[BEGIN RECORDS SHOWN]

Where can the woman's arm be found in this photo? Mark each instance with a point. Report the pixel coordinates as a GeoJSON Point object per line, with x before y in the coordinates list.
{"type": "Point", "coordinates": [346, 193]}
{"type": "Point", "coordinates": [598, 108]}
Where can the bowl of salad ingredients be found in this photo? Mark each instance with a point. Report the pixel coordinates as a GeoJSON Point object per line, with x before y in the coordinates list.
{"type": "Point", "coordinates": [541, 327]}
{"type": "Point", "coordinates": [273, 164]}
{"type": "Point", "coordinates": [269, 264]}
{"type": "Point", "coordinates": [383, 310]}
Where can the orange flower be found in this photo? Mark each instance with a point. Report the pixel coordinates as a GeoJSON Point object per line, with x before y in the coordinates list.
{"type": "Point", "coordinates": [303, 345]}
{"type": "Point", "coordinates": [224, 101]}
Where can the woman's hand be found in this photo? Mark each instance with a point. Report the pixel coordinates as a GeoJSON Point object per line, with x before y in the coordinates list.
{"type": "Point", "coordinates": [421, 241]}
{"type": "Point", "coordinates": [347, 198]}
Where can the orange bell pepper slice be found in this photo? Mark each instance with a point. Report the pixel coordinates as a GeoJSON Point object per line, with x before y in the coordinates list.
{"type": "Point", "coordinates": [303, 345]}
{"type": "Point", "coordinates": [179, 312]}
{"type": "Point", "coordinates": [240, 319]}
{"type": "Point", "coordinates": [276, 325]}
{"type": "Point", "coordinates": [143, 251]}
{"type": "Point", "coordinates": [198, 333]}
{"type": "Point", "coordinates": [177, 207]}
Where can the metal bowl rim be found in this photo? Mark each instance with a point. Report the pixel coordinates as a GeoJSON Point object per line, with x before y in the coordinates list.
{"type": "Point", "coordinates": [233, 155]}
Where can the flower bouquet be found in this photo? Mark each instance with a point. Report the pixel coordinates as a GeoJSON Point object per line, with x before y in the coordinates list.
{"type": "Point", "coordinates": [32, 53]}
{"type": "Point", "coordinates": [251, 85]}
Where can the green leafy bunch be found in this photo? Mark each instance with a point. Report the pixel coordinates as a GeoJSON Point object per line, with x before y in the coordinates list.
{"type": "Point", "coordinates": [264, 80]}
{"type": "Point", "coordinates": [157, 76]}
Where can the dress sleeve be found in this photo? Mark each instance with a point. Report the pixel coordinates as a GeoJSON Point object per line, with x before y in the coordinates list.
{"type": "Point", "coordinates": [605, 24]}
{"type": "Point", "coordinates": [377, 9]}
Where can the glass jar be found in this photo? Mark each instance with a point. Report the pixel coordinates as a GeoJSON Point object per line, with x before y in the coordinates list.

[END RECORDS SHOWN]
[BEGIN RECORDS SHOWN]

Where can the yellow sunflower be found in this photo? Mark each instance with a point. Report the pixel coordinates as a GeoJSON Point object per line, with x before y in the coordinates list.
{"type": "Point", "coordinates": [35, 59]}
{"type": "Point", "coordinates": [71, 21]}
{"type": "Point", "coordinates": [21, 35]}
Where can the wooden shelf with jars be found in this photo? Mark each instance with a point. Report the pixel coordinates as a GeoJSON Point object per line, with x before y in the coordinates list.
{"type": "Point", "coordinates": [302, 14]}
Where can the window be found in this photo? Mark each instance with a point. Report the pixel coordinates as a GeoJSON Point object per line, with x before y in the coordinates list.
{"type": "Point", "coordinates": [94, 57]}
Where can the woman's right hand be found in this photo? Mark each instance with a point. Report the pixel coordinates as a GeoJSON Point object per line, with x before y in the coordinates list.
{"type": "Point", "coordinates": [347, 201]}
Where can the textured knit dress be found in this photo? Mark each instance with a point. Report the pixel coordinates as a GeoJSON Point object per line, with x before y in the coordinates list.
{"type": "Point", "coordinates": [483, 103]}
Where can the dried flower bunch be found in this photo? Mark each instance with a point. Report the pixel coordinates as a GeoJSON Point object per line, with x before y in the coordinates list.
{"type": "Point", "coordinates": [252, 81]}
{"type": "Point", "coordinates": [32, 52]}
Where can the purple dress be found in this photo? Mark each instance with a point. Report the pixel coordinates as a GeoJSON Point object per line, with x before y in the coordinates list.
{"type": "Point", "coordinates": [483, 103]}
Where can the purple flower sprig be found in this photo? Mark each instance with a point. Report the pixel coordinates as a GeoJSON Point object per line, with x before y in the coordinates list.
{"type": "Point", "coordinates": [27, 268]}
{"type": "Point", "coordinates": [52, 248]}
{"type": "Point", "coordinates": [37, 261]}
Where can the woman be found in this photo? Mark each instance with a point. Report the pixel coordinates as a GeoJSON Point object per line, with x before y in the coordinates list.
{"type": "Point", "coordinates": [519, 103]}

[END RECORDS SHOWN]

--- PROBLEM DESCRIPTION ---
Output the lines from the one containing "Where can the flower" through the one containing "Where can the glass", both included, as a Markdown table with the columns Row and Line. Number each row and leave out any blank lines.

--- THE RESULT ---
| Row | Line |
|---|---|
| 1 | Where can the flower bouquet be found in this photo? Mark each instance with a point. Report the pixel coordinates as a GeoJSON Point object per line, with x before y in the coordinates list. |
| 2 | {"type": "Point", "coordinates": [32, 53]} |
| 3 | {"type": "Point", "coordinates": [251, 85]} |
| 4 | Where can the green leafy bunch be found in this photo? Mark each instance with a point. Report the pixel coordinates as a GeoJSON Point object per line, with x before y in the coordinates list. |
| 5 | {"type": "Point", "coordinates": [264, 80]} |
| 6 | {"type": "Point", "coordinates": [157, 76]} |
| 7 | Where can the dress sleeve be found in this photo? Mark each instance with a point. Report the pixel coordinates as a GeoJSON Point object per line, with x before y in the coordinates list. |
| 8 | {"type": "Point", "coordinates": [605, 24]} |
| 9 | {"type": "Point", "coordinates": [377, 9]} |
| 10 | Where can the glass jar be found in this photo? Mark each instance with a point. Report the pixel coordinates as a GeoJSON Point object per line, with x before y in the coordinates list. |